#### [The request]
Render every line of the items below as a Markdown table with the columns Row and Line. Number the rows sequentially, and omit blank lines and the pictures.

#### [Entries shown]
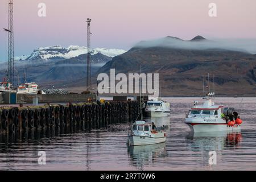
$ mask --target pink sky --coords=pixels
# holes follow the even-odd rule
[[[38,5],[47,6],[46,18]],[[208,5],[217,6],[210,18]],[[86,19],[92,19],[92,47],[128,49],[142,40],[167,35],[190,39],[256,38],[255,0],[14,0],[15,55],[36,48],[85,46]],[[8,0],[0,1],[0,27],[7,27]],[[0,60],[7,34],[0,31]]]

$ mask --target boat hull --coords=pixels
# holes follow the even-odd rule
[[[152,138],[146,136],[128,136],[127,144],[130,146],[152,144],[165,142],[166,137]]]
[[[24,94],[24,95],[36,95],[38,91],[30,92],[17,92],[18,95]]]
[[[205,124],[205,123],[186,123],[188,125],[192,132],[216,132],[216,131],[233,131],[241,130],[241,125],[234,125],[233,126],[228,126],[226,123],[224,124]]]
[[[145,115],[148,118],[160,118],[170,115],[170,112],[145,111]]]

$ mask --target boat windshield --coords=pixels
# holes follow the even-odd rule
[[[189,110],[189,114],[200,114],[201,110]]]
[[[213,115],[214,114],[214,110],[203,110],[202,111],[202,114],[207,114],[207,115]]]
[[[161,103],[147,103],[147,106],[160,106]]]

#### [Reply]
| Row | Line |
|---|---|
| 1 | $ mask --target pink sky --coords=pixels |
| 2 | # holes follow the even-odd rule |
| 3 | [[[38,5],[47,6],[46,18]],[[208,5],[217,6],[210,18]],[[86,19],[92,19],[92,47],[128,49],[142,40],[167,35],[190,39],[256,38],[255,0],[14,0],[15,55],[36,48],[85,46]],[[8,0],[0,1],[0,27],[7,27]],[[0,60],[7,34],[0,31]]] |
| 4 | $ mask --target boat hull --coords=pixels |
| 5 | # holes follow the even-odd rule |
| 6 | [[[152,138],[146,136],[128,136],[127,144],[130,146],[152,144],[165,142],[166,137]]] |
| 7 | [[[24,94],[24,95],[36,95],[38,91],[30,92],[17,92],[18,95]]] |
| 8 | [[[205,124],[205,123],[186,123],[188,125],[192,132],[216,132],[216,131],[233,131],[241,130],[241,125],[234,125],[233,126],[228,126],[226,123],[224,124]]] |
| 9 | [[[145,115],[148,118],[160,118],[170,115],[170,112],[145,111]]] |
| 10 | $ mask --target boat windshield --coords=pixels |
| 11 | # holes follow the even-odd rule |
| 12 | [[[189,110],[189,114],[200,114],[201,110]]] |
| 13 | [[[213,115],[214,114],[214,110],[203,110],[202,111],[202,114],[207,114],[207,115]]] |
| 14 | [[[161,103],[147,103],[147,106],[160,106]]] |